SET EXERCISE 1: According to the passage on the Old Testament, which chapters of the Book of Numbers does Saint Paul assume his readers have read?
SET EXERCISE 2: Retype the part of the passage on the Old Testament starting at "One can almost" and ending at "trust in His providence.".

[Start of PASSAGE SHOWN]

Every so often the subject of reading the Scriptures comes up for discussion. And, very often, I find that people are unwilling to read the Old Testament before beginning the New. They want to start right out with Matthew, Mark, and Luke before they have given any time to Adam, Abraham, and Moses. Some of this comes from the relative size of the two Testaments, for the New Testament is only slightly more than a quarter of the size of the Old. But some of the reluctance comes from the misconception that the Old Testament is of no use now that we have the revelations of Jesus Christ.
However, without at least a passing awareness of what took place among God’s people before the time of Christ, it is hard to understand the significance of what took place during and after His time. Without the Old Testament, we really do not see the vision of God’s plan for mankind; nor do we appreciate the more favorable way in which God treats His people under the dispensation of Jesus Christ. We also fail to understand what the New Testament writers were saying when they referred to things that were intimately familiar to the Jews of Christ’s time.
Today’s epistle is a good example. What is Saint Paul saying about people “eating and drinking and playing” and “perishing at the serpents” or “perishing at the destroyer”? Paul is presuming that those reading his epistle have a knowledge of the Exodus; the escape of the Jewish people from slavery in Egypt. Specifically, he assumes that his readers have read the Book of Numbers and its 14th and 21st chapters. After being delivered from Egypt, the people were often rebellious, complaining that their deliverance from slavery also meant a great deal of hardship and insecurity as they wandered through the desert. They murmured, they complained, and often enough they gave themselves over to the worship of the false gods of the nations with whom they came into contact. God likened their behavior to adultery, accusing them of unfaithfulness, much like a husband might reproach his unfaithful wife. On a number of occasions it is only through the intercession of Moses that God consents not to destroy the people right there in the desert.
The story of the serpents is typical, and quoted in several other books of the Bible. The people had just witnessed the miracle of Moses drawing water from a rock in the desert by tapping it with his staff at God’s direction. They were trying to avoid the foreigners who lived in Edom, and passed south and east through the desert. Conditions were again harsh and many complained, which caused God to send a plague of poisonous snakes to punish those not trusting in His providence. But, at Moses’ intercession, God allowed him to cure those who had been bitten. The cure was effected in a way that modern people will find odd—Moses was instructed to make a brass replica of a snake and to raise it up on a forked stick—those who looked upon the brass snake were cured of their poisonous snake bites.
One can almost visualize the snake lifted up on the forked stick—an animate body lifted aloft on a wooden structure—as looking something like a crucifix. And, our Lord related precisely this similarity when He explained to Nicodemus the need for Baptism and predicted that God’s love for His people would move Him to sacrifice “His only-begotten Son ... so that the world might be saved through Him”—“as Moses lifted up the serpent in the desert, so too must the Son of Man be lifted up, so that those who believe in Him may not perish but may have life everlasting.” The Sacrifice of the Cross and its Eucharistic analog in the Mass would cure God’s new people of sin, just as the serpent lifted up cured his people of old from the punishment for their lack of trust in His providence.

[End of PASSAGE SHOWN]
[Start of DATASET RECORDS]

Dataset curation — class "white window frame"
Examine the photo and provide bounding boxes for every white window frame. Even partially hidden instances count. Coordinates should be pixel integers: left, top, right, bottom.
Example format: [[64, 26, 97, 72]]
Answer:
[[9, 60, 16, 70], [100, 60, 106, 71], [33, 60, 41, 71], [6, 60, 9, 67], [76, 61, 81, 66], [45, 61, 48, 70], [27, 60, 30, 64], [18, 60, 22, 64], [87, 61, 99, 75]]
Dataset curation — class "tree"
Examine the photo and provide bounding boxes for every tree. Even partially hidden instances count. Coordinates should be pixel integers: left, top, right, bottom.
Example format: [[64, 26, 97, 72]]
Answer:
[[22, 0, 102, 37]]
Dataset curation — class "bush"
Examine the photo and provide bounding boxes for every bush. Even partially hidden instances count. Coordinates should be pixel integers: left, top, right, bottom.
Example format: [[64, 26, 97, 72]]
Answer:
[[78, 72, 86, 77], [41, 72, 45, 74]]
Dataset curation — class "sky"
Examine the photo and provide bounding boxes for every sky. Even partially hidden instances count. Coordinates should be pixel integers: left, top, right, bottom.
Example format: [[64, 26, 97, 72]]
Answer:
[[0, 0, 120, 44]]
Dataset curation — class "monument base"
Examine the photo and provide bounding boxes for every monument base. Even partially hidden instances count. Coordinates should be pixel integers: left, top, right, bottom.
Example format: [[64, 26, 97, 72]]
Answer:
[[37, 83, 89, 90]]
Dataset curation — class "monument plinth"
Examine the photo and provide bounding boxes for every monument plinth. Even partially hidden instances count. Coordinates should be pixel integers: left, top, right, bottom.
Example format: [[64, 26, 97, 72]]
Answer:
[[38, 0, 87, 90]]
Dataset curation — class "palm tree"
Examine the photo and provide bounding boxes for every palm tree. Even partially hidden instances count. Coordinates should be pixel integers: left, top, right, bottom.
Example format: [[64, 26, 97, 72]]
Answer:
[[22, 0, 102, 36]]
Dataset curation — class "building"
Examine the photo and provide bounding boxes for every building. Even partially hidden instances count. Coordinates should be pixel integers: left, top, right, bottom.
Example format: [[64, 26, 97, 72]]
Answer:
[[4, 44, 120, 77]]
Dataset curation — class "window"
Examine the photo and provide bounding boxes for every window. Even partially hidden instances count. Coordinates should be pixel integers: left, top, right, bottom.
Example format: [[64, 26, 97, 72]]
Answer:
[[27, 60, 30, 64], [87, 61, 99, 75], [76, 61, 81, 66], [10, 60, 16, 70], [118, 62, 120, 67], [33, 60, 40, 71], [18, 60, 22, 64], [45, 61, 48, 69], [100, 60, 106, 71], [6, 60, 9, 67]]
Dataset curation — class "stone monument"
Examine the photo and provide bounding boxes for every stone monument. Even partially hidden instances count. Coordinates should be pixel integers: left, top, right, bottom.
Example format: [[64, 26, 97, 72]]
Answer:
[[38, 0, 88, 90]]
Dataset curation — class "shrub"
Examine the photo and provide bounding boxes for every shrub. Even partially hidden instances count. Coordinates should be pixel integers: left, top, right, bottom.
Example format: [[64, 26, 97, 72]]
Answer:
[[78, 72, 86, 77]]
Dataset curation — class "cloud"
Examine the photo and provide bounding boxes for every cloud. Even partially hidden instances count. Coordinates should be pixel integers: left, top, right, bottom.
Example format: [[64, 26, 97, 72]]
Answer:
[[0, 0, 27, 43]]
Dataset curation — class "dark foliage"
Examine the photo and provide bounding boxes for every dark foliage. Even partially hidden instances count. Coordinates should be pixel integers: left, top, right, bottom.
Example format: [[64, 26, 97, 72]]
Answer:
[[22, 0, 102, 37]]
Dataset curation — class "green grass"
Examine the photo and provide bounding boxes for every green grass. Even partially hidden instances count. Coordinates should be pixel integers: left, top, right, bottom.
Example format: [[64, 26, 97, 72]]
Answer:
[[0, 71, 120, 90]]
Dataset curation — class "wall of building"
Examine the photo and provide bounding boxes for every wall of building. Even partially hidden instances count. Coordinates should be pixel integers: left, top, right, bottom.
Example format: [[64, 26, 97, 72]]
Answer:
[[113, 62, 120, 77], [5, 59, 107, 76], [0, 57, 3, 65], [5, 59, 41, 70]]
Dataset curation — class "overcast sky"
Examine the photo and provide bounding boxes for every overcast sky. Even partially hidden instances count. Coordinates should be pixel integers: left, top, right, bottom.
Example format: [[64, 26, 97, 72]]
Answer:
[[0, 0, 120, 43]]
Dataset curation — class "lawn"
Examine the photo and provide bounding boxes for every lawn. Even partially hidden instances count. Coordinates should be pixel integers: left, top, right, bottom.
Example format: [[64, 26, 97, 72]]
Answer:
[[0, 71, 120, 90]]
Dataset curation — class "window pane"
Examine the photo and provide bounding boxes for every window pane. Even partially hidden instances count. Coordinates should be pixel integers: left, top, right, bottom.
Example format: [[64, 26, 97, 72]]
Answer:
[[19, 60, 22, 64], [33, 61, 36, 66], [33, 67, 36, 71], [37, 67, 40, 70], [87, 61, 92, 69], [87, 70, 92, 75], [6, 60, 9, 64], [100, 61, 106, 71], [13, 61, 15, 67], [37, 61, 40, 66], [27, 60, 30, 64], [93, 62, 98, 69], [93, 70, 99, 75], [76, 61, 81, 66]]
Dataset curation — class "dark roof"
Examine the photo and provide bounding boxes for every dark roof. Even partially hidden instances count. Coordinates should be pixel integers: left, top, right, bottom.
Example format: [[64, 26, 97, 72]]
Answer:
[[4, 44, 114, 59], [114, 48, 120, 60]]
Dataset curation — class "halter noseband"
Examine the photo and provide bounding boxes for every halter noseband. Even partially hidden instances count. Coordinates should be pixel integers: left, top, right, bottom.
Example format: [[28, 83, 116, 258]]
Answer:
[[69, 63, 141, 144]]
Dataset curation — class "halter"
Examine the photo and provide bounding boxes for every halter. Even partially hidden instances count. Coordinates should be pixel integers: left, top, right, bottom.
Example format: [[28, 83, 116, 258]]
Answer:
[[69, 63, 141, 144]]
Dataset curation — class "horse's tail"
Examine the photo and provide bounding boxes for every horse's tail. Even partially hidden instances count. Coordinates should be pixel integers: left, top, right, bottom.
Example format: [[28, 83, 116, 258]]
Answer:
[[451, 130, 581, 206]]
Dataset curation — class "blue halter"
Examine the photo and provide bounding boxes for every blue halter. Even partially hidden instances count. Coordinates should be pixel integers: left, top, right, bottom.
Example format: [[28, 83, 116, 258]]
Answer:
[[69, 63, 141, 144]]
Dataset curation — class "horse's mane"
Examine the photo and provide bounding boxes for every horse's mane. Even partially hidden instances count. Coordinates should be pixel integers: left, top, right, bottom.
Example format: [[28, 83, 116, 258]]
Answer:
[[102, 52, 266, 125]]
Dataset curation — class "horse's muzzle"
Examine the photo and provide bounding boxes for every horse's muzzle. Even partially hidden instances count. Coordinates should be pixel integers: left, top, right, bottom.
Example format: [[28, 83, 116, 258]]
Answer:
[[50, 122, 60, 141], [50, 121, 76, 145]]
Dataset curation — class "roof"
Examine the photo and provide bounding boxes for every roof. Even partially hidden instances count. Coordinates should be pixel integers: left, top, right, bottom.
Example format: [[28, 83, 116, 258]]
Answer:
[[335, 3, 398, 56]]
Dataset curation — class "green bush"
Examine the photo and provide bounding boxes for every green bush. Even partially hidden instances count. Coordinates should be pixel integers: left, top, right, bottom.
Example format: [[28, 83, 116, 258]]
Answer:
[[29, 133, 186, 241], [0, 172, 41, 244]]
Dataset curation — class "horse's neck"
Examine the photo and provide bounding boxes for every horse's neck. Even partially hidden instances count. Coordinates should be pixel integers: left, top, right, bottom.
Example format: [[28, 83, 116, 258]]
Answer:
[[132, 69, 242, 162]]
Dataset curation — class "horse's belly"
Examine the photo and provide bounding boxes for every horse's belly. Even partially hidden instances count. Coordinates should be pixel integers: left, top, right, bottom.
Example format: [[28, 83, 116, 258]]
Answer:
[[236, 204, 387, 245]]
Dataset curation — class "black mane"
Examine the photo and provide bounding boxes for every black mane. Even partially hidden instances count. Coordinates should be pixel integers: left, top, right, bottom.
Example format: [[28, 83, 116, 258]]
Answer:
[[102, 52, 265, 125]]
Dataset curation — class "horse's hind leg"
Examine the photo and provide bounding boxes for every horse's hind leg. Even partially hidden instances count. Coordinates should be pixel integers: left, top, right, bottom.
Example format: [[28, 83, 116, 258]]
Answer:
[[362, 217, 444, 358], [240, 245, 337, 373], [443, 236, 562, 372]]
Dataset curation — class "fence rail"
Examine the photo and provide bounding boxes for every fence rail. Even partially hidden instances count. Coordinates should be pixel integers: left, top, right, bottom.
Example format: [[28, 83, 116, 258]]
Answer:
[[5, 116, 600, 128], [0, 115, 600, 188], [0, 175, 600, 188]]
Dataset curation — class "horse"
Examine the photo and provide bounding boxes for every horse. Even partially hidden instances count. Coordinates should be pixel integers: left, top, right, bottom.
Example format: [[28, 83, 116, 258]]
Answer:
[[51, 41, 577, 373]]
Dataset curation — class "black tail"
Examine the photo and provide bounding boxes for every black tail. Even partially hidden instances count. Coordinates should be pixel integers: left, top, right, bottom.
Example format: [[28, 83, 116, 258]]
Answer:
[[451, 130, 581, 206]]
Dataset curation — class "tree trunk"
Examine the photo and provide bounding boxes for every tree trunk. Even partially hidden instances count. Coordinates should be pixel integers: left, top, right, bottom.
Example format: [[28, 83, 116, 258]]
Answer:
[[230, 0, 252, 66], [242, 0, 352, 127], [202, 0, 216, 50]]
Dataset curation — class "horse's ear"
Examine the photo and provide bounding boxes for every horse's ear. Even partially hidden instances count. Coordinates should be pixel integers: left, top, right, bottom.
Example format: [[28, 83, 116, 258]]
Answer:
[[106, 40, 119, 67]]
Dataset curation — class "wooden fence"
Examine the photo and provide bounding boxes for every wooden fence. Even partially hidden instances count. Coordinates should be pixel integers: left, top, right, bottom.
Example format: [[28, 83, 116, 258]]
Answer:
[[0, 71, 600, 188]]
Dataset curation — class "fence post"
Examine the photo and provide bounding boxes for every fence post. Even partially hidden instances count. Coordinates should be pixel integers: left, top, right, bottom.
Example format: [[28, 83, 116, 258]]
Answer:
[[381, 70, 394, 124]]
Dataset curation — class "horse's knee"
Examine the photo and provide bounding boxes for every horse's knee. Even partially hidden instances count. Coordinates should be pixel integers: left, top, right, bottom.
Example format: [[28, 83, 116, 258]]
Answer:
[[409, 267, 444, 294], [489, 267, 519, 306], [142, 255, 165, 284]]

[End of DATASET RECORDS]

EXPECTED OUTPUT 1: The 14th and 21st chapters.

EXPECTED OUTPUT 2:
One can almost visualize the snake lifted up on the forked stick—an animate body lifted aloft on a wooden structure—as looking something like a crucifix. And, our Lord related precisely this similarity when He explained to Nicodemus the need for Baptism and predicted that God’s love for His people would move Him to sacrifice “His only-begotten Son ... so that the world might be saved through Him”—“as Moses lifted up the serpent in the desert, so too must the Son of Man be lifted up, so that those who believe in Him may not perish but may have life everlasting.” The Sacrifice of the Cross and its Eucharistic analog in the Mass would cure God’s new people of sin, just as the serpent lifted up cured his people of old from the punishment for their lack of trust in His providence.